→ **TASK SET**:
1. In the court decision excerpt, which party is identified as the final purchaser of the subject property?
2. Rewrite the passage of the court decision excerpt from "Jeffrey L. Shields, Callister, Duncan" down to "Anderson and McSwain.", replacing "Columbian Nat. Title" with "Columbian National Title".
3. Write the next part of the court decision on the Utah tax-lien property dispute, starting after its last sentence.

→ **TEXT EXTRACT**:
begin
United States District Court, D. Utah, C.D
Jul 7, 1986
643 F. Supp. 687 (D. Utah 1986)

Opinion

No. C-84-0570S.

July 7, 1986.

Brent D. Ward, U.S. Atty., Glen R. Dawson, Asst. U.S. Atty., Salt Lake City, Utah, for defendant U.S.

Jeffrey L. Shields, Callister, Duncan Nebeker, Salt Lake City, Utah for plaintiff and Columbian Nat. Title.

Thomas T. Billings, Van Cott, Bagley, Cornwall McCarthy, Salt Lake City, Utah, for plaintiff Gramercy and third party defendant Sirianni.

Douglas J. Parry, Larsen, Kimball, Parr Crockett, Salt Lake City, Utah, for defendants P.W.I., P.W.R., Akerlow, Anderson and McSwain.

William G. Fowler, Roe, Fowler Moxley, Salt Lake City, Utah, for trustee of defendant Western Exchange Corp.

Jon C. Heaton, James A. Boevers, Prince, Yeates Geldzahler, Salt Lake City, Utah, for third party plaintiff McGhie Land Title Co.

Gary L. Paxton, Clyde Pratt, Salt Lake City, Utah, for third party defendant Jon R. Brinton.

Michael F. Jones, Tibbals, Howell Jones, Salt Lake City, Utah, for third party defendants Reed W. Brinton, Steven M. Brinton and Robert L. Brinton.


DECISION


This action is before the court on a Motion for Summary Judgment brought by defendant United States of America against plaintiffs Gramercy Enterprises and Columbian National Title Insurance Company. Also before the court is a Motion for Summary Judgment brought by third-party defendants, Reed W. Brinton, Steven M. Brinton, and Robert L. Brinton against third-party plaintiff McGhie Land Title Company. Movants raise identical issues, and the following Decision is dispositive of both motions at bar.

THE PARTIES

The present case involves the transfer of property against which tax liens were filed. Parties relevant to the Motions are: plaintiff Gramercy Enterprises ("Gramercy"), final purchaser of the subject property; plaintiff Columbian National Title Insurance Company ("Columbian"), insurer of title on the sale; third-party plaintiff McGhie Land Title Company ("McGhie"), local agent for Columbian; the United States of America, Department of Internal Revenue Service, a party to this action by consent, under 26 U.S.C. § 7426; defendant Western Exchange Corporation ("Westex"), holder of option on and seller of the property; and third-party defendants Reed W. Brinton, Steven M. Brinton, and Robert L. Brinton (the "Brintons"), officers of Westex.
end
→ **DATASET ROWS**:
begin
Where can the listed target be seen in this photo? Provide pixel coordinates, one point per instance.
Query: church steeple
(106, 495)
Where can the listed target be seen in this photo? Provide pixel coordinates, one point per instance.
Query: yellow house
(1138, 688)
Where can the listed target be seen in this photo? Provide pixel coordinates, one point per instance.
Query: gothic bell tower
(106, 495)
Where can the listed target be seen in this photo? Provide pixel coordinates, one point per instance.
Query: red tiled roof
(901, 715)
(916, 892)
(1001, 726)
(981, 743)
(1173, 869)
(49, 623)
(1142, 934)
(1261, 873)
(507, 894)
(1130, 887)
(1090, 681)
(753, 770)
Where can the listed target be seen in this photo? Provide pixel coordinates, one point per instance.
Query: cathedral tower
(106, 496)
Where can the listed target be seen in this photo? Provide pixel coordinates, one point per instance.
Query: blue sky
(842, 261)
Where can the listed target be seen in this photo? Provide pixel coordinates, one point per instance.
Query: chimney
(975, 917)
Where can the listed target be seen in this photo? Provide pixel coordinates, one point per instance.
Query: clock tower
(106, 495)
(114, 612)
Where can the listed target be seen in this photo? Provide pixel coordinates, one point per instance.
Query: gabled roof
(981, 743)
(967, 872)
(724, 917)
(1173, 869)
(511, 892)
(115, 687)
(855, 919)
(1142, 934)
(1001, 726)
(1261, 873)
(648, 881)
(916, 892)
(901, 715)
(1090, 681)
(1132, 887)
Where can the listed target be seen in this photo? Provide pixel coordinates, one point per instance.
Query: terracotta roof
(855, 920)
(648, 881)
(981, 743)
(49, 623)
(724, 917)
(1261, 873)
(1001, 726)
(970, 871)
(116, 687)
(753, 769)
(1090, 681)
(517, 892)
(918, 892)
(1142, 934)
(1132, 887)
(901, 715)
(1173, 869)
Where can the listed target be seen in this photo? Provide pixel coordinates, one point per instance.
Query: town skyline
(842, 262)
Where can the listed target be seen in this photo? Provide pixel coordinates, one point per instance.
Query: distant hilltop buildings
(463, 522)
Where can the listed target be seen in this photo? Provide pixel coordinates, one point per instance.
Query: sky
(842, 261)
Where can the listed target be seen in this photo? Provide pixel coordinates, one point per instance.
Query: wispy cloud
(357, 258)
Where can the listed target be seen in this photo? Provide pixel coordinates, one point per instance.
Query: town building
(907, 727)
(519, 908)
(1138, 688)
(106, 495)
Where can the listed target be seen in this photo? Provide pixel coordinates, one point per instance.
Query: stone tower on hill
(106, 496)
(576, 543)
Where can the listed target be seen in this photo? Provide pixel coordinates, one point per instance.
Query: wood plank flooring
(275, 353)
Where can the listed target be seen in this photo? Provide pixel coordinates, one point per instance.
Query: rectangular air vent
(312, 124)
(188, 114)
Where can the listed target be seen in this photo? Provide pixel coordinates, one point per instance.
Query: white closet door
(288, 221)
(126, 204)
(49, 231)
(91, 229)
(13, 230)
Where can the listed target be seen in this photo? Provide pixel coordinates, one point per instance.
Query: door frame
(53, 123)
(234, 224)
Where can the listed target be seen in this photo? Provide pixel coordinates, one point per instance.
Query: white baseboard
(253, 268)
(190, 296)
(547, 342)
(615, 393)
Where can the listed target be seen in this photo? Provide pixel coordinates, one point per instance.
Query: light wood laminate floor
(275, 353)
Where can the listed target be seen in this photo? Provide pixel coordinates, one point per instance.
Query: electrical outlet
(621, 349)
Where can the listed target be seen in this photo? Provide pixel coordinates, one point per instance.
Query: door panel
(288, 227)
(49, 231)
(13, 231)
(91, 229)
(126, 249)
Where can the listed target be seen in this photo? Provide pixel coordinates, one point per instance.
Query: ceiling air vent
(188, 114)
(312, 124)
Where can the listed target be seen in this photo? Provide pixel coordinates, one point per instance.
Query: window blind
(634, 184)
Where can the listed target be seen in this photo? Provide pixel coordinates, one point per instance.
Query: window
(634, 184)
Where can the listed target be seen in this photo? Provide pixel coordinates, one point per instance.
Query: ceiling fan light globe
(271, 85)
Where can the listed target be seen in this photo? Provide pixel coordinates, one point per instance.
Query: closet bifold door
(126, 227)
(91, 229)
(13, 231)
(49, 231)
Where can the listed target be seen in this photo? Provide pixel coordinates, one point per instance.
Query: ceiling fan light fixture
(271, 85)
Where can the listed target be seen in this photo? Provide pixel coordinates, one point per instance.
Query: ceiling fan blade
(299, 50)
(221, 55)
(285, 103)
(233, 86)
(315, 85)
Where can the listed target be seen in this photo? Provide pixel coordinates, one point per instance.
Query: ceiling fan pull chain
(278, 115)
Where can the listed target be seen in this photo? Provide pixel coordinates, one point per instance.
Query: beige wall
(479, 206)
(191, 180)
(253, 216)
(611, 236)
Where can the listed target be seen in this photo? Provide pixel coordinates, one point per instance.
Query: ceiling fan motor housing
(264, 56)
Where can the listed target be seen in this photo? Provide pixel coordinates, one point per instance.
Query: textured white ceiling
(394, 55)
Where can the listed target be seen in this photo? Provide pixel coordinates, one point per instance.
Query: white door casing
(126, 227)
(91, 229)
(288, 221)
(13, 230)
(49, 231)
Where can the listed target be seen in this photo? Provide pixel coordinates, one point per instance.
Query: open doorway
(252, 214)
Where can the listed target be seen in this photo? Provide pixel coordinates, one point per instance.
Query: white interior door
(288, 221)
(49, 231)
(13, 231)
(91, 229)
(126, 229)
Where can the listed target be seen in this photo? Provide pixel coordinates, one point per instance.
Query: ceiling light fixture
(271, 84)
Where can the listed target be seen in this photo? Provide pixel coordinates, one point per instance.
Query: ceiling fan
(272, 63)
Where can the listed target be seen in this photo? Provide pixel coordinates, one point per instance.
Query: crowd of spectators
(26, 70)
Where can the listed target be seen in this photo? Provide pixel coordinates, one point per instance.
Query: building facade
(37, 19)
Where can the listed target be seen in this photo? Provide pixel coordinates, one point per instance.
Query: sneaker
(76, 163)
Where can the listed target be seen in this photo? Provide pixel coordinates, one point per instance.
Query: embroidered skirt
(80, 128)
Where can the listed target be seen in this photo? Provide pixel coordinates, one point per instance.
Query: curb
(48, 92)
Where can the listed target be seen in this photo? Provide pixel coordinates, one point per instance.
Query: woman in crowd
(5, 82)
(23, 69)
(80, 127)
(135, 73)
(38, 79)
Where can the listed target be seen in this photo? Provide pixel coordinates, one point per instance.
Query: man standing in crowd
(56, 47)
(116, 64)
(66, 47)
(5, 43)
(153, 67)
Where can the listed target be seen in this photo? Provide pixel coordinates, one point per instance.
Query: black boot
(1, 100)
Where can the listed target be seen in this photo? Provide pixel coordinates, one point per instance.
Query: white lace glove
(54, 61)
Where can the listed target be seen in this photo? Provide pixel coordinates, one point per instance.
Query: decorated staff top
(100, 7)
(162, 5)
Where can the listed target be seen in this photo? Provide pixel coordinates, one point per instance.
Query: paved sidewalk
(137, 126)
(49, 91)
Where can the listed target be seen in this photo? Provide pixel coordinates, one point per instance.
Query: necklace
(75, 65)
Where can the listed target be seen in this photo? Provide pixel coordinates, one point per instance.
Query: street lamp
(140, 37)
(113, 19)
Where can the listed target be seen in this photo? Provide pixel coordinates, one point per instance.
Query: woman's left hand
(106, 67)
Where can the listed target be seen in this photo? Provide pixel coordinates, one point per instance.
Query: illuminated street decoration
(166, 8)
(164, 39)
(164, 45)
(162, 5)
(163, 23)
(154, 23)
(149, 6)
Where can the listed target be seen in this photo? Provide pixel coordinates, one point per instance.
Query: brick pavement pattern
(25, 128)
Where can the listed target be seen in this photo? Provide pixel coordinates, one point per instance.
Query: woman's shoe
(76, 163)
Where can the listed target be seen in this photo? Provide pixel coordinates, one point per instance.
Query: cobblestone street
end
→ **RESULTS FOR EACH TASK**:
1. Gramercy Enterprises

2.
Jeffrey L. Shields, Callister, Duncan Nebeker, Salt Lake City, Utah for plaintiff and Columbian National Title.

Thomas T. Billings, Van Cott, Bagley, Cornwall McCarthy, Salt Lake City, Utah, for plaintiff Gramercy and third party defendant Sirianni.

Douglas J. Parry, Larsen, Kimball, Parr Crockett, Salt Lake City, Utah, for defendants P.W.I., P.W.R., Akerlow, Anderson and McSwain.

3.
UNCONTESTED FACTS

On August 2, 1982, the Internal Revenue Service began a series of tax lien filings against Westex to recover liabilities amounting to $681,527.00. Westex owned real property located at 4255 So. 300 West, Salt Lake (the "truckstop property"), until January 8, 1982, when it sold the property to McGillis Investment Company ("McGillis"). At the time of sale, Westex leased back the property from McGillis and secured an exclusive, nonassignable option to repurchase it. On January 6, 1984, Westex exercised its option by purchasing the property, and, at the same time, transferred it by warranty deed to Pacific Western Industries ("P.W.I."). P.W.I. then transferred the property by warranty deed to plaintiff Gramercy Enterprises ("Gramercy"). All warranty deeds were recorded at 11:43 A.M. on January 6, 1984.

The evidence indicates P.W.I. is a wholly owned subsidiary of Westex.

The sole question before the court is whether the federal tax lien attached to Westex' option and to the truckstop property when the option was exercised.

I. Standing.

At hearing on these motions, McGhie asserted that the Brintons lack standing to bring their motion on the lien-attachment issue because the United States is the sole party having power to enforce the tax lien. In that regard, the court finds persuasive the Brintons' argument that where McGhie seeks indemnification from them for any liability McGhie might incur, the Brintons have standing to request declaratory relief on the lien-attachment issue regardless of their power to enforce the lien. Therefore, the court rules the Brintons have standing to bring their present motion.

II. Lien-attachment.

Authority for the imposition of the subject tax lien arises under 26 U.S.C. § 6321 and Treasury Regulation § 301.6321-1, both of which provide that the United States may impose a lien in the amount of any unpaid taxes against all property and rights to property possessed by the tax offender at the time of assessment as well as any property or rights acquired during the lien period. Glass City Bank v. United States, 326 U.S. 265, 66 S.Ct. 108, 90 L.Ed. 56 (1954); 26 U.S.C. § 6322 (1954). Interpretative caselaw holds that any person to whom an interest in the property is transferred after the lien arises takes subject to it regardless of whether he had actual or constructive knowledge of the lien. United States v. Snyder, 149 U.S. 361, 13 S.Ct. 846, 37 L.Ed. 705 (1893).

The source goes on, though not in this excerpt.